- _Enunciado_: Reproduza o trecho do texto sobre a socialização da criança que vai de "Ao contrário da" até "qual fazem parte.", substituindo "incompleto" por "inacabado".

- _Bloco de texto_:
Esta, desde seu nascimento, se vê inserida numa classe social que de certa forma e, generalizando, determinará sua qualidade de ser social. Isso implica em dizer que a criança já se encontra integrada em sua sociedade antes mesmo de ter consciência que é um ser social. (MIRANDA, 1984 P.131)

  

          Já Durkheim (1978), se preocupou mais em discutir a ação exercida pelos adultos sobre as crianças, relegando-as a um plano inferior. Ele Durkheim trabalhou a educação como sinônimo de uma “socialização metódica”, exercida por uma geração já adulta, sobre uma geração nova, formada por crianças e adolescentes. Sua visão funcionalista descende do fato de que para ele a criança deveria ser preparada para exercer certas funções quando adulta, ou seja, a sociedade era tratada como um organismo no qual nascemos, crescemos e nos desenvolvemos para preencher determinadas funções sociais.

          Ao contrário da visão funcionalista de Durkheim (1978), os etnomedologistas, não consideram a criança como sendo um ser incompleto, desprovido de cultura e antissocial. Antes disso, as crianças são capazes de interpretar, de forma lógica, o mundo que as rodeiam e da qual fazem parte.

          A socialização por meio do esporte tem a intenção de aproveitá-lo como uma ferramenta educacional. Segundo Boixadós et al. (1998), o processo de socialização relacionado ao esporte, pode ser dividido em três fases:

1- Socialização para o esporte: que investiga as influências psicológicas e sociais, valores e atitudes que a família ou a equipe consideram mais importantes e que geram a atração inicial pelo esporte. A maioria das pesquisas acerca desta questão estão fundamentadas no modelo da “aprendizagem social”, que reconhece três grupos de variáveis independentes: (1) atributos pessoais, habilidades, motivação e expectativas; (2) agentes de socialização ou “outros significativos”; e (3) situações de socialização, lugar da prática. A ênfase das pesquisas se concentra nos agentes de socialização, para mostrar como eles são capazes de influenciar na atração pelo esporte, através de seu prestígio, proximidade, e poder de recompensa ou castigo. A partir dos anos de 70, as pesquisas enveredaram para as teorias baseadas no modelo de “sistema social”, no qual se distingue três elementos que interferem no processo de aprendizagem social dos indivíduos que participam do esporte, que são: (1) atributos psicológicos e pessoais, traços da personalidade, atitudes, motivação, valores, habilidades motoras, raça e gênero; (2) incentivo, apoio e prêmios que recebe dos agentes de socialização; e (3) sistemas sociais – família, grupo de pares, escola e comunidade. Esse modelo é mais amplo do que o da aprendizagem social, pois permite captar a complexidade do processo de socialização.

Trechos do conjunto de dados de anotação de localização
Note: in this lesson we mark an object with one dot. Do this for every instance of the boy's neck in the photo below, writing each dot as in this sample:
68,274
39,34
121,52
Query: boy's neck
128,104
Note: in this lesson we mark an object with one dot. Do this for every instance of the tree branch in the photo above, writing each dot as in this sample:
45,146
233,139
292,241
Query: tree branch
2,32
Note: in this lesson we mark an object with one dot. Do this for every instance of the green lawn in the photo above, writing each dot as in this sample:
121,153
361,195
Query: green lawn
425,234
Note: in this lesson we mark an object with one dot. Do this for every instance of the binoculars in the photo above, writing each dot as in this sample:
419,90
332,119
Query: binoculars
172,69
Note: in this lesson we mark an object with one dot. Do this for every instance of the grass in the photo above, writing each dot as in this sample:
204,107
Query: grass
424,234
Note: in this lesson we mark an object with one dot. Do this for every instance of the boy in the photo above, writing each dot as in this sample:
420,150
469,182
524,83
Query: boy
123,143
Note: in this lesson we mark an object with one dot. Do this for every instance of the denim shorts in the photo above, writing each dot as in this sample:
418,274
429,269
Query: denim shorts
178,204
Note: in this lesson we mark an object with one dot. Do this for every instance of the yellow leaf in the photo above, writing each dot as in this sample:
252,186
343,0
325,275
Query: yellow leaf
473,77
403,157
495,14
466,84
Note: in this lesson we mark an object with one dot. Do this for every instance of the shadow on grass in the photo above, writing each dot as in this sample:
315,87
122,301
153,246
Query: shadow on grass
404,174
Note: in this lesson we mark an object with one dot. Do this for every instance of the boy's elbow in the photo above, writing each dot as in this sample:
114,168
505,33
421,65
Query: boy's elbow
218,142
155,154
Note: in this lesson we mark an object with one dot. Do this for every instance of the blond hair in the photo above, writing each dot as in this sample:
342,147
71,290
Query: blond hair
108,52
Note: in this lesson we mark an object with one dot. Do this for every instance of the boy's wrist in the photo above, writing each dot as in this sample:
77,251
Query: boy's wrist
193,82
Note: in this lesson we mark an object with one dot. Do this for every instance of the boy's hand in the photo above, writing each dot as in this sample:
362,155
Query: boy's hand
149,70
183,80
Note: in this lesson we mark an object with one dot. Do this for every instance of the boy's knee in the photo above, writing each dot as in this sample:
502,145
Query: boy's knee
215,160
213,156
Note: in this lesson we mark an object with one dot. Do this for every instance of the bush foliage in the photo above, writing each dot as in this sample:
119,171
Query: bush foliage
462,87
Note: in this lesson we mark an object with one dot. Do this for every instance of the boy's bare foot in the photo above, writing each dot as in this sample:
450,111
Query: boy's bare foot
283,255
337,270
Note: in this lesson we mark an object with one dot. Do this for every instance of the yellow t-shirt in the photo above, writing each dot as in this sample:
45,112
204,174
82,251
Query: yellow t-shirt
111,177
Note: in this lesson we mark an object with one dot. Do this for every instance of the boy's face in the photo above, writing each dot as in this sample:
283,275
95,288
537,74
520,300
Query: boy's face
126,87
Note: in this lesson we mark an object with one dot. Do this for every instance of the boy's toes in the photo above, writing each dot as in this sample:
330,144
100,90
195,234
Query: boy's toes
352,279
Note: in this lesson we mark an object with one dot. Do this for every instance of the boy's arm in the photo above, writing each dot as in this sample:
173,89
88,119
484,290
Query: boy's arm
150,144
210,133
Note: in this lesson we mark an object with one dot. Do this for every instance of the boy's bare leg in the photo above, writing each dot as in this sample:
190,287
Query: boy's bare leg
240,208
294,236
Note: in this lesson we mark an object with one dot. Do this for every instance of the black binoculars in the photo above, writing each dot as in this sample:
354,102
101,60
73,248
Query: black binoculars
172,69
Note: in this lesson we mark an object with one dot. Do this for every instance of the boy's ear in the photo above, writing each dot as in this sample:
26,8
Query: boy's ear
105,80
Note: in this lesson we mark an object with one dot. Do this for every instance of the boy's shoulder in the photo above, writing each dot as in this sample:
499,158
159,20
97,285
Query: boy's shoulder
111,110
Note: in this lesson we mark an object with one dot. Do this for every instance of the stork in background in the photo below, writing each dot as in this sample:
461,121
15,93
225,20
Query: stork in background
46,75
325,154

- _Resultado a seguir_:
Ao contrário da visão funcionalista de Durkheim (1978), os etnomedologistas, não consideram a criança como sendo um ser inacabado, desprovido de cultura e antissocial. Antes disso, as crianças são capazes de interpretar, de forma lógica, o mundo que as rodeiam e da qual fazem parte.